[Your tasks]
**1.** Answer these from the post on Approximate Bayesian Computation, one line each:
(a) What challenge does the author say tiny data offer?
(b) When is ABC used to infer model parameters?
(c) What was the Wikipedia page on ABC adapted from?
**2.** In the post on Approximate Bayesian Computation, why can ABC compare a wide range of models to empirical data?
**3.** Continue the post on Approximate Bayesian Computation from where it stops.

[Document segment]

Approximate Bayesian Computation and tiny data in ecology

Every time I hear about Big Data in ecology, I cringe a little bit. Some of us may be lucky enough to have genuinely big data, but I believe this is the exception rather than the norm. And this is a good thing, because tiny data are extremely exciting – in short, they offer the challenge of isolating a little bit of signal in a lot of noise, and this is a perfect excuse to apply some really fun tools. And one of my favorite approaches for really small data is ABC, Approximate Bayesian Computation. Let’s dig in!

It’s approximate, Bayesian, and computational. What’s not to like?

In a nutshell, ABC is a method to infer model parameters, when the likelihood of the model is difficult to calculate – or more honestly, when you cannot be bothered to calculate it. You should really click the link before, the Wikipedia page was adapted from a PLOS Computational Biology topic page which is well worth reading.  One of the most famous applications of ABC has to do with counting how many socks Karl Broman has, because dealing with quantitative techniques all days changes your brain in surprising ways.

ABC works by comparing the output of a model to empirical data, through summary statistics. Instead of comparing the raw data/output, they are first summarized, and these summaries are compared. If the summaries are close enough, then the parameters that were used for this simulation run are a good representation of reality. It seems simple, because it actually is. The interesting feature here is that summary statistics are used, and so a wide range of models can be compared to empirical data. Specifically, as long as you can apply these summary statistics to the model output, then it is possible to use it in the context of ABC.

[Extracted entries]
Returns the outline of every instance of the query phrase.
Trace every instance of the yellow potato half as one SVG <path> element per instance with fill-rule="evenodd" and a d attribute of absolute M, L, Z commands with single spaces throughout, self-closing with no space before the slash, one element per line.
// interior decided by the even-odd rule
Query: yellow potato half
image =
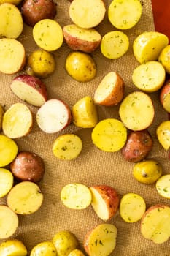
<path fill-rule="evenodd" d="M 134 42 L 134 54 L 141 64 L 149 61 L 156 61 L 161 50 L 168 44 L 168 37 L 162 33 L 143 32 Z"/>
<path fill-rule="evenodd" d="M 20 240 L 7 240 L 0 244 L 1 256 L 26 256 L 27 254 L 26 246 Z"/>

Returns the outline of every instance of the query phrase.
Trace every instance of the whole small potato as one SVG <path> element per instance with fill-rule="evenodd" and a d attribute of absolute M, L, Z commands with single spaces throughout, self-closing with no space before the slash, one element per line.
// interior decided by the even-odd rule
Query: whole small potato
<path fill-rule="evenodd" d="M 31 26 L 42 19 L 53 19 L 56 12 L 53 0 L 25 0 L 21 7 L 23 20 Z"/>
<path fill-rule="evenodd" d="M 153 159 L 137 162 L 133 169 L 134 178 L 141 183 L 150 184 L 155 182 L 162 175 L 163 168 L 160 163 Z"/>
<path fill-rule="evenodd" d="M 143 160 L 152 149 L 153 141 L 147 129 L 131 131 L 127 141 L 122 148 L 122 154 L 125 160 L 137 162 Z"/>
<path fill-rule="evenodd" d="M 55 69 L 55 59 L 52 53 L 45 50 L 36 50 L 28 57 L 26 72 L 39 78 L 46 78 L 53 73 Z"/>
<path fill-rule="evenodd" d="M 79 82 L 91 80 L 96 75 L 96 66 L 90 54 L 73 51 L 66 57 L 66 69 L 68 74 Z"/>
<path fill-rule="evenodd" d="M 28 151 L 18 153 L 9 167 L 14 176 L 22 181 L 39 182 L 45 173 L 42 159 Z"/>
<path fill-rule="evenodd" d="M 75 236 L 69 231 L 60 231 L 53 238 L 58 256 L 68 256 L 79 245 Z"/>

[Answers to the exercise]
**1.**
(a) Isolating a little bit of signal in a lot of noise.
(b) When the likelihood of the model is difficult to calculate, or when you cannot be bothered to calculate it.
(c) A PLOS Computational Biology topic page.

**2.** ABC compares summary statistics rather than the raw data and output. Any model can be used with ABC as long as those summary statistics can be applied to its output.

**3.**
In ecology, this is a very important feature. It lets us use models that can be quite arbitrary, and because the method fits in the Bayesian framework, it estimates the distribution of the parameters of these models. In practice, this also means that because the number of data that are put in for the estimation can be small, ABC allows inference based on tiny data. For example, ABC SMC schemes have been used to estimate parameters in age-structured population models, which would be a very difficult thing to do should the likelihood have to be expressed.

One of the issue we have in ecology (and probably in other fields) is that the models do not always adequately capture all of the subtlety of empirical data. ABC is a way of coming up with a model that may be very phenomenological (remember, there is no need to produce a directly comparable dataset as long as you can use summary statistics), and give a “good enough” idea of the values and distributions of underlying parameters.

What I like with this approach, and where I think its inferential power lies, is that we can build toy models, and compare them to small amounts of data. Then, investigating the posterior distribution of the various parameters can give insight about what is important, what is not, and the relationship between the values of different parameters. At the core of computational thinking is the loop of problem formulation (empirical data), solution expression (conceptual model), and solution evaluation (ABC). This approach fits ABC in a very natural way.

I think this method can deliver some interesting results in ecology (as it already did in other fields). The links in this post should give you an idea of where to start – this is a surprisingly simple, yet astoundingly powerful method, and I definitely think it will get more traction in ecology in the short term.